* Trecho da página
===============

Affordance: expressão que vem do verbo inglês "afford" (proporcionar, permitir), sendo seu significado sugerido em português algo como "Adequação, Reciprocidade, Funcionalidade". Segundo conceito da Wikipédia "é a qualidade de um objeto, ou de um ambiente, que permite que um indivíduo realize uma ação". Para Affordance existem diversas definições, mas uma das mais interessantes que eu vi é que é "a capacidade de um objeto para sugerir seu próprio uso". Ou ainda, é a qualidade de um objeto, ou de um ambiente, que sugere que um indivíduo realize uma ação específica em relação a ele.
Vivenciamos affordances diariamente, quando abrimos uma porta, apertamos o botão do elevador, giramos a torneira da pia, utilizamos o abridor de garrafas, seguramos no corrimão da escada, etc. São várias as situações em que as experimentamos, porém, muitas vezes (senão quase todas), não nos apercebemos disto. Mas percebemos quando determinados objetos são mais fáceis de se utilizar ou até, quando eles têm uma sugestão de uso mais lógica. Conseguimos entender facilmente como uma luva se encaixa na mão pelo fato de ela ter exatamente a forma de uma mão. Porém, nem sempre entendemos as torneiras automáticas dos shopping centers, visto que elas não sugerem uma maneira óbvia de uso e (absolutamente todas) são sempre diferentes para cada shopping que se vá. Affordance, na verdade, é um assunto muito mais profundo do que o abordado aqui.

===============

* Problema proposto 1
Liste todas as linhas dos registros em que aparece a palavra "written", levando em conta a distinção entre maiúsculas e minúsculas.
O texto sobre affordance e os registros constituem materiais independentes entre si.

* Registros brutos
===============

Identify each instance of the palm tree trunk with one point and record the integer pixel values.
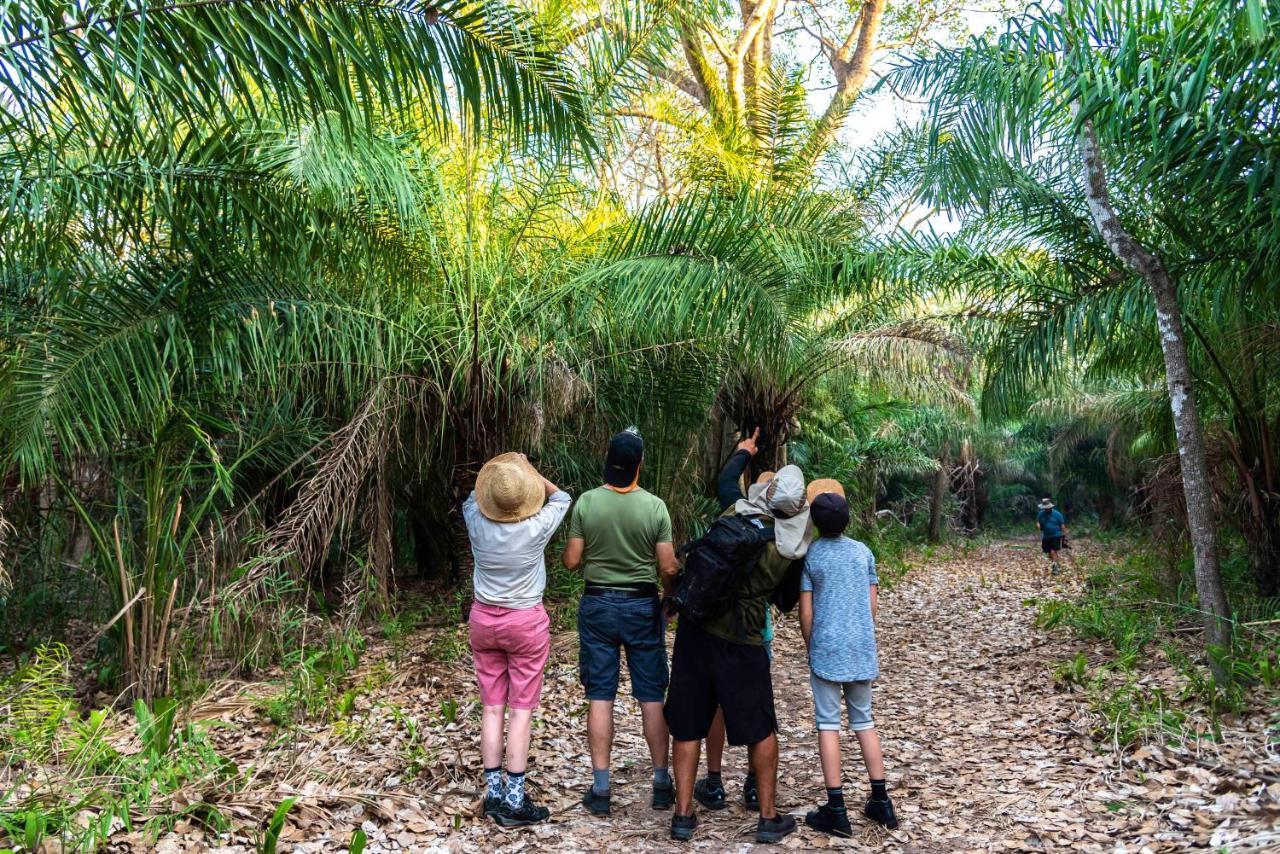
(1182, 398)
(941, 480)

===============

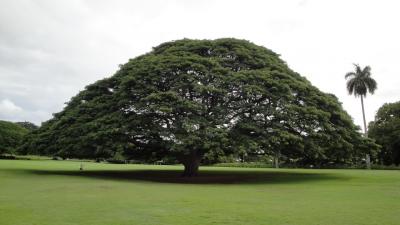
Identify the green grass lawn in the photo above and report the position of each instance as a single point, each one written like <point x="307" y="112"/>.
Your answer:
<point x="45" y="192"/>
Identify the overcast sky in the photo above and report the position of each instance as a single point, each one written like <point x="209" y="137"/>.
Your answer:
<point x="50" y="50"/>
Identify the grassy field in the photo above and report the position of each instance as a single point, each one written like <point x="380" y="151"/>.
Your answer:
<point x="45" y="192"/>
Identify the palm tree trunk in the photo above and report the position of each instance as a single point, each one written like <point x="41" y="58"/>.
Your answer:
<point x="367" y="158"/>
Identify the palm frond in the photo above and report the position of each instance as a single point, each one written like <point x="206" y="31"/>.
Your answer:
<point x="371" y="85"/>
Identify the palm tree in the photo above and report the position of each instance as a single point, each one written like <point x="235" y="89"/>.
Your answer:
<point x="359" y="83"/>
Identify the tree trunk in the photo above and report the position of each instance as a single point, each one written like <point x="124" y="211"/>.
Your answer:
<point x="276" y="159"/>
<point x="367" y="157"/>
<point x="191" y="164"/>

===============

* Problema proposto 2
Reproduza, sem alterações, tudo o que vai de "Vivenciamos affordances diariamente, quando" até "o abordado aqui." no texto sobre affordance.

* Resposta da tarefa 1
Identify the green grass lawn in the photo above and report the position of each instance as a single point, each one written like <point x="307" y="112"/>.
Identify the overcast sky in the photo above and report the position of each instance as a single point, each one written like <point x="209" y="137"/>.
Identify the grassy field in the photo above and report the position of each instance as a single point, each one written like <point x="380" y="151"/>.
Identify the palm tree trunk in the photo above and report the position of each instance as a single point, each one written like <point x="41" y="58"/>.
Identify the palm frond in the photo above and report the position of each instance as a single point, each one written like <point x="206" y="31"/>.
Identify the palm tree in the photo above and report the position of each instance as a single point, each one written like <point x="235" y="89"/>.
Identify the tree trunk in the photo above and report the position of each instance as a single point, each one written like <point x="124" y="211"/>.

* Resposta da tarefa 2
Vivenciamos affordances diariamente, quando abrimos uma porta, apertamos o botão do elevador, giramos a torneira da pia, utilizamos o abridor de garrafas, seguramos no corrimão da escada, etc. São várias as situações em que as experimentamos, porém, muitas vezes (senão quase todas), não nos apercebemos disto. Mas percebemos quando determinados objetos são mais fáceis de se utilizar ou até, quando eles têm uma sugestão de uso mais lógica. Conseguimos entender facilmente como uma luva se encaixa na mão pelo fato de ela ter exatamente a forma de uma mão. Porém, nem sempre entendemos as torneiras automáticas dos shopping centers, visto que elas não sugerem uma maneira óbvia de uso e (absolutamente todas) são sempre diferentes para cada shopping que se vá. Affordance, na verdade, é um assunto muito mais profundo do que o abordado aqui.